> **Task input**
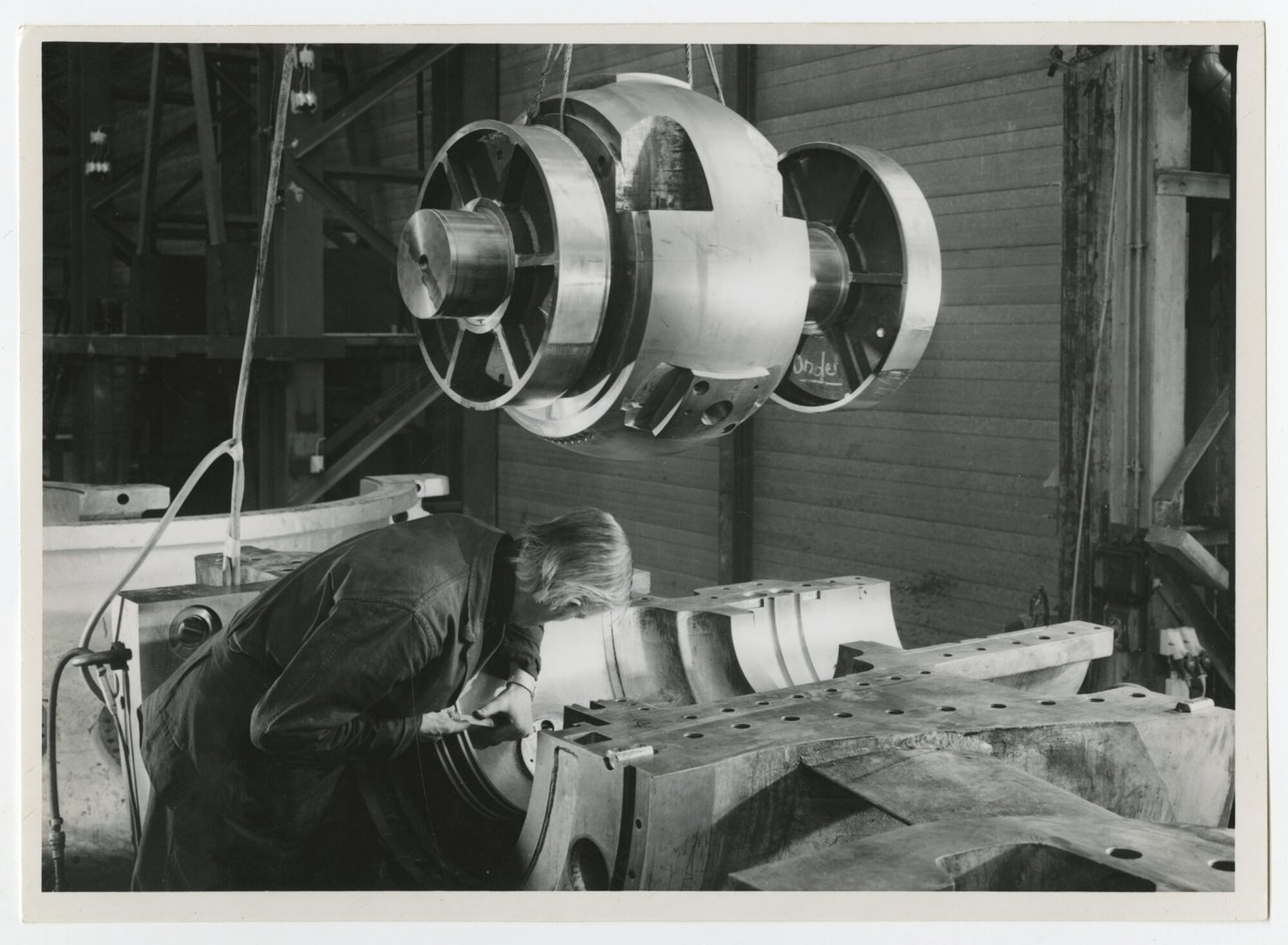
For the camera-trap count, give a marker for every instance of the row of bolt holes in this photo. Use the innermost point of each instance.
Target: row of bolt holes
(1129, 854)
(849, 714)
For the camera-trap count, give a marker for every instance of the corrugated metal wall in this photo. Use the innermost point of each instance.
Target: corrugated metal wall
(940, 490)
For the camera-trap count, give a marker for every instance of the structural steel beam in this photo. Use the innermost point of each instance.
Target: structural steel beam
(737, 451)
(381, 85)
(407, 412)
(210, 178)
(343, 208)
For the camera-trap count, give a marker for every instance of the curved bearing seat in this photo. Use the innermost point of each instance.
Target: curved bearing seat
(717, 643)
(505, 265)
(623, 277)
(650, 797)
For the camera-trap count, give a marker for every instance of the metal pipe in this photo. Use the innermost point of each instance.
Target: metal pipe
(1211, 79)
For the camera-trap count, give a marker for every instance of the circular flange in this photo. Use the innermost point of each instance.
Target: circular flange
(876, 277)
(506, 265)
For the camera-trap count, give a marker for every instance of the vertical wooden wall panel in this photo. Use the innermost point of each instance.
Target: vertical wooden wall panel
(940, 489)
(667, 506)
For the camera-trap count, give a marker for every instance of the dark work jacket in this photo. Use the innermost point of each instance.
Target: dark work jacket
(334, 664)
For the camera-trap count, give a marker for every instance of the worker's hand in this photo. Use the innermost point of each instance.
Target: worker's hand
(436, 725)
(512, 711)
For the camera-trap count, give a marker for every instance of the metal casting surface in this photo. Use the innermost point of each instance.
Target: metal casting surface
(731, 786)
(875, 257)
(705, 289)
(716, 643)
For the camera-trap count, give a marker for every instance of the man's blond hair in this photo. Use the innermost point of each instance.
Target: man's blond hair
(579, 558)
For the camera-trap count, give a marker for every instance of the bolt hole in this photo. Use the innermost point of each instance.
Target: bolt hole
(716, 413)
(588, 871)
(1123, 852)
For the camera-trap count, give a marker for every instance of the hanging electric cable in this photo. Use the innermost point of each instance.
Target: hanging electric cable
(232, 544)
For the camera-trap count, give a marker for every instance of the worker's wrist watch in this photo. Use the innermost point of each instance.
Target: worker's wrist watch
(526, 679)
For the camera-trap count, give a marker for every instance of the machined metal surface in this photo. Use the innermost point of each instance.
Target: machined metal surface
(505, 265)
(716, 643)
(623, 277)
(876, 277)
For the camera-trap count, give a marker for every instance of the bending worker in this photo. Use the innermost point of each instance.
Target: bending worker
(254, 743)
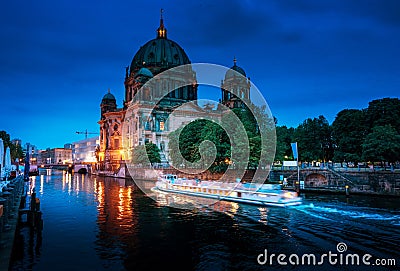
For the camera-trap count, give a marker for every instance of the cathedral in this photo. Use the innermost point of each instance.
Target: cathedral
(139, 121)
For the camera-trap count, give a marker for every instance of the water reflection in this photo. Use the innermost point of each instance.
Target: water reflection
(92, 223)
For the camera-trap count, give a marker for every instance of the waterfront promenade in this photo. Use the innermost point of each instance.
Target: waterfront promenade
(11, 193)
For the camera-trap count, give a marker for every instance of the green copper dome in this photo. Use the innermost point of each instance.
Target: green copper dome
(108, 97)
(159, 53)
(144, 72)
(232, 71)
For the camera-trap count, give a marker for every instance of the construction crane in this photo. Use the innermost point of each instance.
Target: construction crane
(86, 133)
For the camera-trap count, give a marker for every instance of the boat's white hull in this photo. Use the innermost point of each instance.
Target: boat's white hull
(268, 201)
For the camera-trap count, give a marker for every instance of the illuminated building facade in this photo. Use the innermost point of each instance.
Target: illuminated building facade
(139, 120)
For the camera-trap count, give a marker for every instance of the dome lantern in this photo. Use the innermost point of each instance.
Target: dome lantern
(161, 31)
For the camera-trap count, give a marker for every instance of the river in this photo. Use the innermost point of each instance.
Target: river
(95, 223)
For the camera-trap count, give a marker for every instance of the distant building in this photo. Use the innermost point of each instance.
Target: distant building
(55, 156)
(84, 151)
(17, 142)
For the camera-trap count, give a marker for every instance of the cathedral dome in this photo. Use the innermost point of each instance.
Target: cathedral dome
(232, 71)
(144, 72)
(159, 53)
(108, 97)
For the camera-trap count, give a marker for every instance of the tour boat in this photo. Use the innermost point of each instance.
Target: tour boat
(265, 194)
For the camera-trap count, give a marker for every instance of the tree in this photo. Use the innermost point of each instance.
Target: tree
(348, 132)
(382, 145)
(16, 150)
(284, 136)
(314, 139)
(383, 112)
(194, 133)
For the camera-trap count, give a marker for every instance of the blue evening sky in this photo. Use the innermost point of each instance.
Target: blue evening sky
(308, 57)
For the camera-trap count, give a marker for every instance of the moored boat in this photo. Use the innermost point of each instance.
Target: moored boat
(265, 194)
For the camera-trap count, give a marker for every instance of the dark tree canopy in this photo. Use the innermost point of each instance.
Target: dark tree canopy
(314, 140)
(383, 112)
(382, 144)
(16, 151)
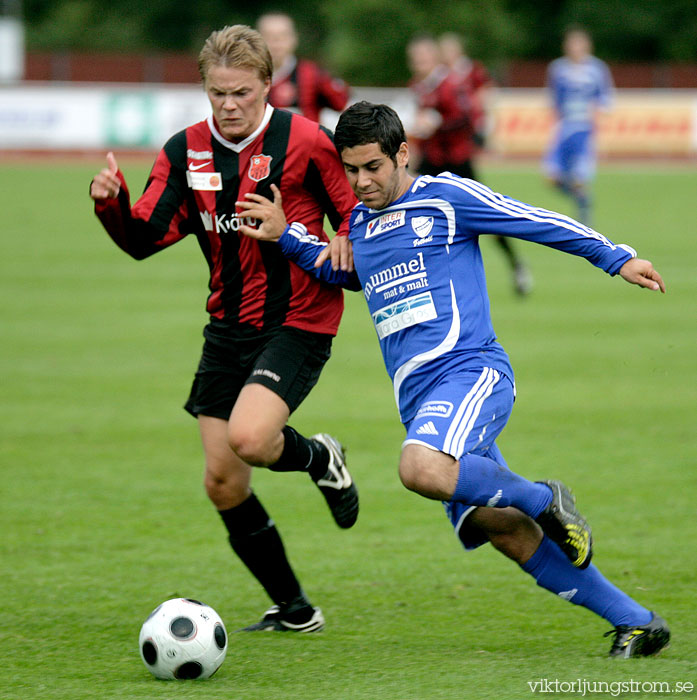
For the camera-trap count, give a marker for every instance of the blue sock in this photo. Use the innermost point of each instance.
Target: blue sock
(587, 587)
(484, 482)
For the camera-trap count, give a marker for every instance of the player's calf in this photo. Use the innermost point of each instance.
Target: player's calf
(563, 524)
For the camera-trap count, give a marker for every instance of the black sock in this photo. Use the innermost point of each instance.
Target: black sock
(301, 454)
(255, 540)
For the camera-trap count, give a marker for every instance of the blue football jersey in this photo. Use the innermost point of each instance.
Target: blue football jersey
(419, 264)
(578, 89)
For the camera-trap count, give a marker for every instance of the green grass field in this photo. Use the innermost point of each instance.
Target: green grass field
(103, 514)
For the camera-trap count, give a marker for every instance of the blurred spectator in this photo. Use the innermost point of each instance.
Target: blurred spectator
(298, 85)
(580, 85)
(450, 121)
(474, 76)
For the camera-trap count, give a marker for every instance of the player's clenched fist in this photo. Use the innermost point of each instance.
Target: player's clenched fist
(106, 184)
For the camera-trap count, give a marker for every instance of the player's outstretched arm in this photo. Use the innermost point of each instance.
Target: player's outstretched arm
(106, 184)
(340, 252)
(641, 272)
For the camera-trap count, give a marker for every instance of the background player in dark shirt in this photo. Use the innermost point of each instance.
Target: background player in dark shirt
(271, 324)
(298, 84)
(449, 126)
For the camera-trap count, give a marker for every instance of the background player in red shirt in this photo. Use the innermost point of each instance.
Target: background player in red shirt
(298, 84)
(450, 124)
(271, 324)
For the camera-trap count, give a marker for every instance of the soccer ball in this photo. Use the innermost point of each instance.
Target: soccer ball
(183, 639)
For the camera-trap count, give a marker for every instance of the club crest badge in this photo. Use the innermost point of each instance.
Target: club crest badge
(259, 167)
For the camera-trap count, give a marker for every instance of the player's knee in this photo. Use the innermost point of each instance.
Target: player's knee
(249, 445)
(415, 475)
(225, 490)
(510, 531)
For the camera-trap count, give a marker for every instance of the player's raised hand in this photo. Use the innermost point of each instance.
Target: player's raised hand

> **Set problem**
Can you render the whole listing above as a numbered list, skipping any blank lines and leaving the pictures out of your answer?

> **Finished answer**
1. For the camera-trap count, give a marker for every instance of the row of bolt holes in this photo. Use the innermost point of each instance.
2. Target: row of bolt holes
3. (1129, 854)
4. (849, 714)
5. For the camera-trap count, give a marker for every instance of the corrugated metal wall in this photo. Use the innermost point of each instance.
6. Target: corrugated metal wall
7. (940, 490)
8. For the camera-trap count, give a marker for every instance of the structural steel beam in this photo. Use the innermost point of each instance.
9. Target: structural steel beam
10. (737, 451)
11. (381, 85)
12. (407, 412)
13. (210, 178)
14. (343, 208)
15. For the camera-trap count, give a marker for every instance of the curved bearing seat in this photo. Use the innermost point of each instance.
16. Target: curved bearing seat
17. (717, 643)
18. (505, 265)
19. (623, 277)
20. (650, 797)
21. For the camera-trap count, give a marker for every instance of the metal pipe in this photo. Use the innermost point of each instance.
22. Target: metal pipe
23. (1211, 79)
24. For the camera-trap count, give a marker for every instance of the circular flange in this photo. Use the innermost point of each instance.
25. Target: circular flange
26. (876, 277)
27. (506, 265)
28. For the camera-trap count, give a marker for every instance of the vertical wooden wall panel in this photo. Use the innermost point of each instance.
29. Target: vertical wooden wall panel
30. (940, 489)
31. (667, 506)
32. For the camera-trap count, give a marker for every instance of the dark work jacket in this photo. Use the innermost point of each instance.
33. Target: dark work jacket
34. (334, 664)
35. For the camera-trap count, give a marker for every instance of the worker's hand in this photo. Use the innermost point of each instance.
36. Target: worker's hand
37. (436, 725)
38. (512, 711)
39. For the camera-trap count, give a marker for every instance of the metal casting surface in this photo. Use the innermost point of each instance.
40. Target: metal casting surface
41. (731, 786)
42. (875, 257)
43. (705, 289)
44. (716, 643)
45. For the camera-trap count, give a marker for every instance of the man's blond hair in this photo. Use the innermost point of each instance.
46. Target: man's blond hair
47. (579, 558)
48. For the camera-trap count, give a marker for every instance of the bolt hole in this photo. Use the innermost point of each instance.
49. Target: bolt hole
50. (716, 413)
51. (588, 871)
52. (1123, 852)
53. For the camera-trap count, give a marker for every instance of the hanging electric cable in this photo. Use the innermost point of each instance.
54. Target: hanging electric cable
55. (232, 544)
56. For the camera-trap count, give a marker for every instance of the worker's wrist watch in this photo. Use the innermost point of each instance.
57. Target: worker's wrist watch
58. (526, 679)
59. For the camera-trap count, give a marker for every instance of the machined metal surface in this photo. Use the innermost point of each instance.
60. Target: machined metal surface
61. (505, 265)
62. (716, 643)
63. (623, 277)
64. (876, 277)
65. For the camera-trap count, give a marker for every instance of the bending worker in this photo. Use the innermost point of each instance.
66. Target: bending worker
67. (254, 743)
68. For the camera-trap count, give a marker for every instance of the cathedral in this photo. Use the innermost point of each instance.
69. Target: cathedral
70. (139, 121)
71. For the camera-trap count, give a marker for every instance of the water reflection in this photo. Use the innermost point of each instance.
72. Target: water reflection
73. (92, 223)
74. For the camera-trap count, give a marker for every instance of the waterfront promenade in this photo. Use the innermost point of each instance.
75. Target: waterfront promenade
76. (11, 193)
77. For the camera-trap count, give a marker for every instance of the green copper dome in this photo. Use the innermost point of each instance.
78. Target: green copper dome
79. (108, 97)
80. (159, 53)
81. (144, 72)
82. (232, 71)
83. For the camera-trap count, give a marker for every instance of the construction crane in this photo. Use the innermost point of each instance.
84. Target: construction crane
85. (86, 133)
86. For the camera-trap count, give a marker for every instance of the boat's white hull in this photo. Use the innermost point of each instance.
87. Target: boat's white hull
88. (268, 201)
89. For the camera-trap count, give a marker for every instance of the illuminated building facade in this photo. Use the innermost point of each instance.
90. Target: illuminated building facade
91. (139, 120)
92. For the camera-trap count, give a marker for every instance of the dome lantern in this photo. Use the innermost point of each instance.
93. Target: dome lantern
94. (161, 31)
95. For the camera-trap count, give a marker for every instance of the river in this photo. Use the innermost point of each instance.
96. Target: river
97. (95, 223)
98. For the camera-trap count, give a marker for every instance of the distant building in this photo. Use the innermost point of each instance.
99. Target: distant building
100. (55, 156)
101. (84, 151)
102. (17, 142)
103. For the camera-trap count, give a marker for every instance of the cathedral dome in this photo. Use the innermost point of each instance.
104. Target: cathedral dome
105. (232, 71)
106. (144, 72)
107. (159, 53)
108. (108, 97)
109. For the camera-trap count, give a marker for every instance of the tour boat in this photo. Use the innermost point of each instance.
110. Target: tour boat
111. (265, 194)
112. For the camera-trap count, give a marker for every instance of the tree in this photo. Use the innermost point of each instance.
113. Target: tree
114. (348, 132)
115. (382, 145)
116. (16, 150)
117. (284, 136)
118. (314, 139)
119. (383, 112)
120. (194, 133)
121. For the camera-trap count, give a marker for every instance of the blue evening sky in this photo. Use the innermost point of each instance.
122. Target: blue evening sky
123. (308, 57)
124. For the camera-trap count, give a marker for every instance of the moored boat in this photo. Use the innermost point of each instance.
125. Target: moored boat
126. (265, 194)
127. For the camera-trap count, give a marker for every instance of the dark tree canopy in this photo. Use the innermost point of each instance.
128. Target: dark tree canopy
129. (314, 140)
130. (383, 112)
131. (382, 144)
132. (16, 151)
133. For the camera-trap count, give a marker for every instance of the blue sock in this photo. Use the innermost point of each instance.
134. Target: blue sock
135. (587, 587)
136. (484, 482)
137. For the camera-trap count, give a marker for every instance of the player's calf in this photo. Use the innermost point of each instance.
138. Target: player's calf
139. (563, 524)
140. For the camera-trap count, give a marker for every instance of the black sock in this photo. Use the innermost point of each instance.
141. Target: black sock
142. (301, 454)
143. (255, 540)
144. For the camera-trap count, give a marker for every instance of the blue football jersey in this photo. Use the innermost point of each instance.
145. Target: blue football jersey
146. (419, 264)
147. (578, 89)
148. For the camera-trap count, give a marker for every instance of the green grass field in this photo. Use the innermost point of each instance.
149. Target: green grass field
150. (103, 514)
151. For the camera-trap count, give a marker for every instance of the blurred spectator in this photo. Use the innermost point of each instance.
152. Target: blurred spectator
153. (298, 85)
154. (580, 85)
155. (450, 121)
156. (474, 76)
157. For the camera-trap count, give a marker for every instance of the player's clenched fist in this photo. Use the innermost point of each instance.
158. Target: player's clenched fist
159. (106, 184)
160. For the camera-trap count, give a marker for every instance of the player's outstretched arm in this photo. Use the innermost point of each instance.
161. Target: player's outstretched arm
162. (106, 184)
163. (340, 252)
164. (641, 272)
165. For the camera-trap count, give a marker for every instance of the background player in dark shirt in this photo. Use the innermost point of each instance.
166. Target: background player in dark shirt
167. (271, 324)
168. (298, 84)
169. (449, 126)
170. For the camera-trap count, give a marker for every instance of the background player in red shirt in this photo. Use the innermost point of each instance.
171. Target: background player in red shirt
172. (298, 84)
173. (450, 124)
174. (271, 324)
175. For the camera-trap count, give a marker for every instance of the soccer ball in this photo. Use the innermost point of each instance.
176. Target: soccer ball
177. (183, 639)
178. For the camera-trap count, give a marker for every instance of the club crest badge in this photo. Use the innermost point of each instance.
179. Target: club crest badge
180. (259, 167)
181. For the camera-trap count, give a marker for every instance of the player's knee in this photo. Use the innermost point of each instance.
182. Target: player's knee
183. (249, 445)
184. (415, 475)
185. (225, 490)
186. (510, 531)
187. For the camera-trap count, give a marker for every instance of the player's raised hand in this photo. Use the innermost point of each instance.
188. Target: player's raised hand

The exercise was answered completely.